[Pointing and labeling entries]
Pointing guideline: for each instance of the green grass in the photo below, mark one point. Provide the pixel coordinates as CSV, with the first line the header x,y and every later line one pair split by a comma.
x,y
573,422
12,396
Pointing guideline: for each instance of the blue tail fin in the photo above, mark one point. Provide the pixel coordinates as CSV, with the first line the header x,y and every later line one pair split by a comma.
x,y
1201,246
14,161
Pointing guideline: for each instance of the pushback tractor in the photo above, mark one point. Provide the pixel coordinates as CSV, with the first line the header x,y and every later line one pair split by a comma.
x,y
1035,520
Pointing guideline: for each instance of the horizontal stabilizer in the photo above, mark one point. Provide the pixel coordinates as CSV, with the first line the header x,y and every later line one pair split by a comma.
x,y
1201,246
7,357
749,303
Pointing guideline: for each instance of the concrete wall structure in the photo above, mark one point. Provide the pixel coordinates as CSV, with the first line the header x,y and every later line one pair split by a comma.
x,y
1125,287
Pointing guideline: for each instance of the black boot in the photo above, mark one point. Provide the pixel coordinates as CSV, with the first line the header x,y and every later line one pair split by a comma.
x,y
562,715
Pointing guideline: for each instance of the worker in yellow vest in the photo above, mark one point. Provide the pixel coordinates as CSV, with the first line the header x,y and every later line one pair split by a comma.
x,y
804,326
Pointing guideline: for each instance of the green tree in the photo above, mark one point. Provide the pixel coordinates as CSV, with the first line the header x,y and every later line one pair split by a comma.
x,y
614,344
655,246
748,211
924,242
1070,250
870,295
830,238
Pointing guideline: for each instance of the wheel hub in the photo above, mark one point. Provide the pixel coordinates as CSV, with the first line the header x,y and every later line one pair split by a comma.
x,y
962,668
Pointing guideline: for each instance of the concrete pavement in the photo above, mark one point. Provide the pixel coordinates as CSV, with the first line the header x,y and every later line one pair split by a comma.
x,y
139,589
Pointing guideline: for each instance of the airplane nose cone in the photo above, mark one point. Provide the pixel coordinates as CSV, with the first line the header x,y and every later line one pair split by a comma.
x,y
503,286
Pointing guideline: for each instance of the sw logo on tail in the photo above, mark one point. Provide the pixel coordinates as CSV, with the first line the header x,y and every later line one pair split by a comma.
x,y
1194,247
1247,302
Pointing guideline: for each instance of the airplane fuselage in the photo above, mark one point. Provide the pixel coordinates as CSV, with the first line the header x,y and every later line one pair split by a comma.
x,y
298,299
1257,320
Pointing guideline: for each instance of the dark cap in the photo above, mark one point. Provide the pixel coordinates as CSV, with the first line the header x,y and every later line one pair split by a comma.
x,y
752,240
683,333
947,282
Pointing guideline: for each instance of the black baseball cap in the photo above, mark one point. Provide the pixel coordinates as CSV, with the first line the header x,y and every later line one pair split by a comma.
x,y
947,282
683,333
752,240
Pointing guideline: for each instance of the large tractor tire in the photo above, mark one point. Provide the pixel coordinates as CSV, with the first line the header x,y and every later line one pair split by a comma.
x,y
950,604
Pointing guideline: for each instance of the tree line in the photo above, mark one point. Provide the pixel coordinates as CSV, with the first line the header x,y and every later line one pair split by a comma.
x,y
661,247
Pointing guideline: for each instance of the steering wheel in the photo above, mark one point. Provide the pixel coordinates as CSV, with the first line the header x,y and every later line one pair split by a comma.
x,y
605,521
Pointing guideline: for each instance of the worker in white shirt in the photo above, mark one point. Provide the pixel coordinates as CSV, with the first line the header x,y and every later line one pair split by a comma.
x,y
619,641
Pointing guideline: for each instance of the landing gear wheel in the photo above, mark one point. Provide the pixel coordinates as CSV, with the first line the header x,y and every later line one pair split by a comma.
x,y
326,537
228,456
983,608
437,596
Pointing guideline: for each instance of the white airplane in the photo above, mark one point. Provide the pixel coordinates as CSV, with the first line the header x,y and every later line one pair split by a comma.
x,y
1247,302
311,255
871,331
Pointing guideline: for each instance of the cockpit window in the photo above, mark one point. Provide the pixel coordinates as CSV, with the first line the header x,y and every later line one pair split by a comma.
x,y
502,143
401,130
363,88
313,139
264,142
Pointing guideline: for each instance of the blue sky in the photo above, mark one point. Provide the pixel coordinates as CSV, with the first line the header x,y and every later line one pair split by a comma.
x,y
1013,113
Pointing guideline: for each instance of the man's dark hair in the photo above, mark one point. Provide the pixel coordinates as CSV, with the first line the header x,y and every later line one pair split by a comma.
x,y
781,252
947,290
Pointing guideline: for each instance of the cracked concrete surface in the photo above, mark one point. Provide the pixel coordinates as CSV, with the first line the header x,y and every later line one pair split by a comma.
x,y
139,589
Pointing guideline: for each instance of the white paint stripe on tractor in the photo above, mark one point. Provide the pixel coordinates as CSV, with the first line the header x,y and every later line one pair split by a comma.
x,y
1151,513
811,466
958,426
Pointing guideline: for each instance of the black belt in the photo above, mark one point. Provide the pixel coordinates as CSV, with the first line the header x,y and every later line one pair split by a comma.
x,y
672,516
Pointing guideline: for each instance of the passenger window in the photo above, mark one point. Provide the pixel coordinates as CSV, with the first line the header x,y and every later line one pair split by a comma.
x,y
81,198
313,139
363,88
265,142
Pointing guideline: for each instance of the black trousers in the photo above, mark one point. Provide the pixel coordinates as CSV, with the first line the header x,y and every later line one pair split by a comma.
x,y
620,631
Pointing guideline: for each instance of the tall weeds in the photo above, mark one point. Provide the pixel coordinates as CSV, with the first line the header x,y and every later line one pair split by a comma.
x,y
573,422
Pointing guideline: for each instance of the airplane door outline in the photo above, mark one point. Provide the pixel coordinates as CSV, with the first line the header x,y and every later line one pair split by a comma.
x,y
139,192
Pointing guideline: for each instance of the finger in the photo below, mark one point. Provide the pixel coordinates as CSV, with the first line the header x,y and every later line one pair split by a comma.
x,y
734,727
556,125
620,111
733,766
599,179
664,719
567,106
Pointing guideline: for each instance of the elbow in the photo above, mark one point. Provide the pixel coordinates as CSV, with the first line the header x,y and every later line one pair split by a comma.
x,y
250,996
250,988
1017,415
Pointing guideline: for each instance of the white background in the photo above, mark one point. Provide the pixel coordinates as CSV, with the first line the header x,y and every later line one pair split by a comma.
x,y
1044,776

▸ INSTRUCTION: Generate an exact reproduction of all entries.

▸ FULL ANSWER:
Pointing guideline: for each instance of the green grass in the photo below, mark one point. Provide the pixel coordinates as CSV, with the first line the header x,y and every later line one pair split by a comma.
x,y
573,422
12,396
Pointing guideline: for each instance of the blue tail fin in the photo above, mark one point. Provide the pixel coordinates as CSV, with the first line the header x,y and every later line one pair split by a comma.
x,y
1201,246
14,161
Pointing guideline: for each instance of the pushback tractor in the photo above, mark one point. Provide the pixel coordinates as CSV, with the first line the header x,y and every later line one pair split by a comma.
x,y
1035,520
Pointing guideline: for each instance of the horizontal stabilizer in the photo above, mark one point. Provide the pixel coordinates as CSV, with the first line the header x,y and every later line one pair split by a comma.
x,y
1201,246
7,357
749,303
Pointing guideline: for each instance of the concrete wall structure in the photo above, mark one point. Provide the pixel coordinates as CSV, with the first line the header x,y and every later line one pair split by a comma.
x,y
1125,287
Pointing guideline: for each instance of the black boot in the photo above, mark one point. Provide the pixel coordinates as CSV, with the first line the header x,y and every later line one pair split by a comma.
x,y
562,715
Pointing guideline: for each instance of the worker in yellow vest in the photo above, mark one point. Provide the pixel coordinates as CSV, with the first line the header x,y and every later line one pair split by a comma.
x,y
804,326
Pointing guideline: for each instance of the green tree in the photo above, mark one point. Provide the pixel coordinates as CSV, with the first line the header x,y and every later line one pair split by a comma.
x,y
614,344
655,246
748,211
924,242
1070,250
870,295
830,238
Pointing guideline: for each instance of the wheel hub in the photo above, mark one point. Provide the pixel coordinates as CSV, with the first line the header x,y and every later line one pair split by a comma.
x,y
962,668
Pointing guideline: for each instance of the concrete pavement in the photo above, mark one point. Provide the pixel coordinates as CSV, with the first line the header x,y and every later line one pair split by a comma.
x,y
139,589
Pointing guideline: for each instance of the airplane nose cone in the photo above, mark one point. Provide the pixel coordinates as CSV, with the first line the header x,y and every later line one pair split by a comma.
x,y
503,286
Pointing guideline: for each instance of the sw logo on tail in the photo above, mark one point. Provide the pixel coordinates as CSV, with the first line the header x,y and every later line one pair split by a comma.
x,y
1194,247
1247,302
Pointing guideline: for each instance of the airplane fuselage in the photo above, mark one point. Provide the pixel coordinates as CSV, with the first line the header x,y and every later line one pair split by a comma.
x,y
298,299
1257,320
Pointing guideline: for each instance of the dark cap in the photo above, mark one point. Provide the pixel coordinates as CSV, with the first line the header x,y and every later line one pair split by a comma.
x,y
752,240
683,333
947,282
Pointing guideline: for each instance of the black baseball cap in the photo above, mark one point. Provide the pixel coordinates as CSV, with the first line the header x,y and every later line one pair split by a comma.
x,y
947,282
683,333
752,240
Pointing guideline: for each instance of the large tractor tire in the photo above, mark one point. Provide the pixel coordinates as CSV, with the first line the header x,y and every later line one pair split by a comma.
x,y
950,604
Pointing guideline: for each instance of the tree line in the photo above, mark one point. Provide the pixel coordinates as CSV, with the first line the header x,y and every later line one pair split by a comma.
x,y
661,247
Pointing guideline: for each instance of the steering wheel in the photo above, mark one point. Provide the pixel coordinates as CSV, with the first line the header x,y and every later line one pair split by a comma.
x,y
605,521
Pointing guideline: for each instance of the worker in white shirt in the photo above, mark one point. Provide the pixel coordinates as CSV, with the first line the header x,y and every later line one pair split by a comma.
x,y
619,641
Pointing guideline: for each instance of the landing gear wheel in the photo above, mark one point. Provide the pixel coordinates as CSV, with the first line the header x,y and every later line one pair split by a comma.
x,y
326,537
228,456
983,608
437,596
Pointing guideline: for each instance of the white airplane in the photo above, mark one point. Provide the pixel coordinates as CSV, with the first line the header x,y and every later line one pair split by a comma.
x,y
1247,302
311,255
871,331
Pointing guideline: for each instance of the cockpit window in the photo above, mark one point. Provide the pixel coordinates as CSV, with the first line the header x,y and every later line one pair split by a comma.
x,y
502,143
401,130
363,88
313,139
264,142
Pointing guideline: for each instance of the blue sky in the photo above, mark one point. Provide the pixel coordinates as CSV, with the first line the header x,y and every later line one pair split by a comma.
x,y
1013,113
Pointing guideline: for each instance of the man's dark hair in the photo above, mark one point. Provide the pixel coordinates as CSV, with the first line the header x,y and every later line one pair split by a comma.
x,y
781,252
947,290
Pointing guideline: for each instance of the cracked concrete surface in the photo above, mark one point. Provide the pixel coordinates as CSV, with the first line the header x,y and every later line one pair split by a comma.
x,y
139,589
Pointing guideline: for each instance of the white paint stripe on tractor in the photo above, mark one point. Provide the pixel coordinates as CSV, with the first line the header x,y and every later line one pair split by a comma.
x,y
1151,513
811,466
958,426
Pointing guideline: for each instance of the black belt in the photo above, mark one point. Provide the pixel coordinates as CSV, with the first line the header x,y and every later line one pair split by a comma.
x,y
672,516
Pointing guideline: for each instance of the passenger window in the photo above, mark one point. Provide the pixel coordinates as CSV, with the first line the header x,y and every later line one pair split by a comma.
x,y
81,198
313,139
363,88
265,142
Pointing guideline: for each instance of the black trousers in the photo above, mark one point. Provide the pixel coordinates as CSV, with the first line the header x,y and every later line one pair split by a comma.
x,y
620,631
Pointing guideline: for each instance of the tall weeds in the photo above, mark one point. Provide the pixel coordinates as CSV, with the first line the header x,y and every later line one pair split by a comma.
x,y
573,422
Pointing guideline: for each instance of the airplane door outline in the photo above, mark one point. Provide the pixel coordinates as CSV, with the first line the header x,y and every later line one pair split by a comma.
x,y
139,192
Pointing guideline: for each instance of the finger in the photo below, mark one point. Provide the pixel coordinates as CSV, with the first line the header x,y and every later line one pair split by a comma.
x,y
734,727
556,125
620,111
733,766
599,179
664,719
567,106
Pointing guideline: for each instance of the elbow in the photo above, mark one point. Provide the pixel coordinates as CSV, with the first line the header x,y and every later line one pair split by a comma.
x,y
250,996
250,988
1017,415
Pointing guideline: for each instance of the white background in the photo above, mark one point. Provide the pixel coordinates as CSV, with the first line the header x,y and every later line one pair split by a comma.
x,y
1044,776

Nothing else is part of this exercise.